> **Exercise details**
Output every line below exactly.

=== Data ===

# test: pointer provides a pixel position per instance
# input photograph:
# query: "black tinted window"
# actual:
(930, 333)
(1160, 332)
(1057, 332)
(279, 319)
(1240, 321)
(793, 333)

===

> **Your solution**
# test: pointer provides a pixel position per instance
# input photograph:
# query: "black tinted window"
# actual:
(930, 333)
(1160, 332)
(1057, 332)
(279, 319)
(1240, 321)
(793, 333)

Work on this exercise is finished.